## Passage
_ _ _ _ _

Client Workflows

In the following sections, we will describe the typical Compox client workflows for training and inference.

Execution workflow

This doc covers the client-facing flow for execution in Compox: upload data, start an execution, poll status, and retrieve results. All endpoints and payloads are derived from the current server code under compox/src/compox/routers.

Upload data files

Endpoint:

POST /api/v0/files

Behavior (from file_controller.py):

The request body is treated as raw bytes and must be a valid HDF5 file.
On success, returns { "file_id": "<uuid>" }.

Minimal example:

POST /api/v0/files
Content-Type: application/octet-stream

<HDF5 bytes>

Response:

{ "file_id": "..." }

Notes:

The server validates that the uploaded bytes open as HDF5.
Files are stored in the data-store bucket/collection.
Files by default expire after 1 day (configurable in S3Connection).

Execute an algorithm

Endpoint:

POST /api/v0/execute-algorithm

Payload model: IncomingExecutionRequest

algorithm_id: string
input_dataset_ids: list of file IDs
checkpoint_id: optional checkpoint to load assets from
algorithm_minor_version: optional minor version to execute
execution_device_override: optional device override (e.g. "cpu", "cuda:0")
additional_parameters: dict (free-form)
session_token: optional session identifier

Example:

{
  "algorithm_id": "<algorithm_id>",
  "input_dataset_ids": ["<file_id_1>", "<file_id_2>"],
  "checkpoint_id": null,
  "algorithm_minor_version": null,
  "execution_device_override": null,
  "additional_parameters": {
    "threshold": 0.5,
    "tile_size": 512
  },
  "session_token": null
}

Response:

{ "execution_id": "..." }

Validation behavior (from execution_controller.py):

All referenced input file IDs must exist in data-store.
The algorithm ID must exist in algorithm-store (via find_algorithm_by_id).

Execution mode:

If inference.backend_settings.executor is fastapi_background_tasks, execution runs via execution_task_fastapi.
If executor is celery, the task is queued under task (Celery).

Progress/status details (from TaskHandler):

Valid statuses are PENDING, STARTED, RUNNING, COMPLETED, FAILED, STOPPED.
execution_controller.py creates the record with status="PENDING" and progress=0.0.
TaskHandler.mark_as_completed() sets progress=1.0, time_completed, output_dataset_ids, and status="COMPLETED".
TaskHandler.mark_as_failed() sets status="FAILED", progress=1.0, clears output_dataset_ids, and stores the exception in the log.
If a stop request is posted, TaskHandler._check_for_stop_request() acknowledges it and calls mark_as_stopped(), which sets status="STOPPED" and raises TaskStoppedException.

Sessions (optional)

The execution API supports an optional session_token that can be used to share an in‑memory cache across multiple executions.

Behavior (from TaskSession and TaskHandler):

If you omit session_token and the backend uses FastAPI background tasks, a new session token is generated and stored in the execution record.

_ _ _ _ _

## Task instructions
• 1. List the valid execution statuses that the passage gives for TaskHandler.
• 2. Copy each line of the rows that contains the word "dark". Case counts.
The rows below have no connection to the passage.

_ _ _ _ _

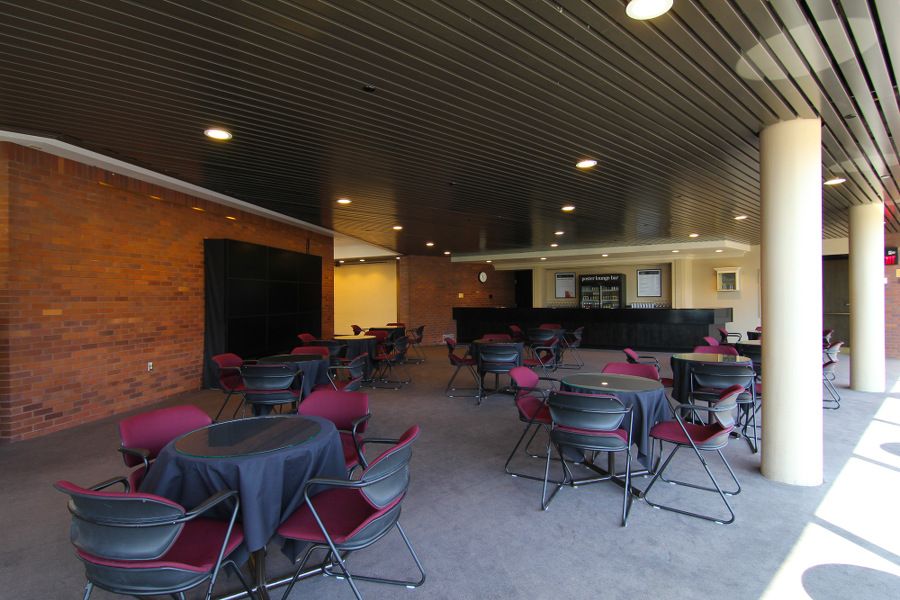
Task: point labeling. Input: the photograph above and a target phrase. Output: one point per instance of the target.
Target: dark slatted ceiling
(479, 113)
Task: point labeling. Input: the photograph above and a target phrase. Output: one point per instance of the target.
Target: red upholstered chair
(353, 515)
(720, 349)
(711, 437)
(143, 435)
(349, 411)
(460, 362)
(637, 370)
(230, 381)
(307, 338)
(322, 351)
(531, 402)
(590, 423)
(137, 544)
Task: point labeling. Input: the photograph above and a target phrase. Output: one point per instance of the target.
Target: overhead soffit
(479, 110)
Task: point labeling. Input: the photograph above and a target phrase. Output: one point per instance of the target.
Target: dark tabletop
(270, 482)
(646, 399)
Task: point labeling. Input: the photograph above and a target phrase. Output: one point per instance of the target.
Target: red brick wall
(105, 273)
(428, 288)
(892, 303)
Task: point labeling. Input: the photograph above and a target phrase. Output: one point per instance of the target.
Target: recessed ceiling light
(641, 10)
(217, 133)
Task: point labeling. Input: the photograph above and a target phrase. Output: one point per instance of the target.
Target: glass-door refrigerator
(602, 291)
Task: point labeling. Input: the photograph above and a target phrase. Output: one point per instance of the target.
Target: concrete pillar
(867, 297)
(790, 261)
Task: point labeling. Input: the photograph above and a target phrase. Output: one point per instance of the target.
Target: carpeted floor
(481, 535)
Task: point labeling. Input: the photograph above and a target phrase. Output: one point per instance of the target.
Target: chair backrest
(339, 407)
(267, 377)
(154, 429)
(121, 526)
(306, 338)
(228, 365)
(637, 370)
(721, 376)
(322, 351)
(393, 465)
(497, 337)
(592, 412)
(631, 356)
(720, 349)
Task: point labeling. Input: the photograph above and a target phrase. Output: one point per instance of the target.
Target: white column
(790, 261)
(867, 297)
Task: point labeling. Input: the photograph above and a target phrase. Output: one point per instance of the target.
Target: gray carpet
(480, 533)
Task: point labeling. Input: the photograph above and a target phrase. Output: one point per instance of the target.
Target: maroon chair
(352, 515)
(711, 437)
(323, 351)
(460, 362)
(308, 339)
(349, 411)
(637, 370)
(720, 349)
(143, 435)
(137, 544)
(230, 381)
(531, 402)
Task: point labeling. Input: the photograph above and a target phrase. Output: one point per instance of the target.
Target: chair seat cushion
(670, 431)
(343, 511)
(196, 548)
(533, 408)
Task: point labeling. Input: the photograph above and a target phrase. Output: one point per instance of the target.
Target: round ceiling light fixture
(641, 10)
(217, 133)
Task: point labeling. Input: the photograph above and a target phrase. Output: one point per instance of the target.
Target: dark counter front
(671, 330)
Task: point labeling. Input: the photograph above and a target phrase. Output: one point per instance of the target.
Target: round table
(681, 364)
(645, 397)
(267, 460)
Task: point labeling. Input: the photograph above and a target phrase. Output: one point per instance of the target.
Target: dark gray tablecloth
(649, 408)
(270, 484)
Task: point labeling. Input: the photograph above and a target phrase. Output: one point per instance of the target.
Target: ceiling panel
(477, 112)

_ _ _ _ _

## Answer list
• 1. PENDING, STARTED, RUNNING, COMPLETED, FAILED, STOPPED

• 2.
Target: dark slatted ceiling
Target: dark tabletop
Target: dark counter front
Target: dark gray tablecloth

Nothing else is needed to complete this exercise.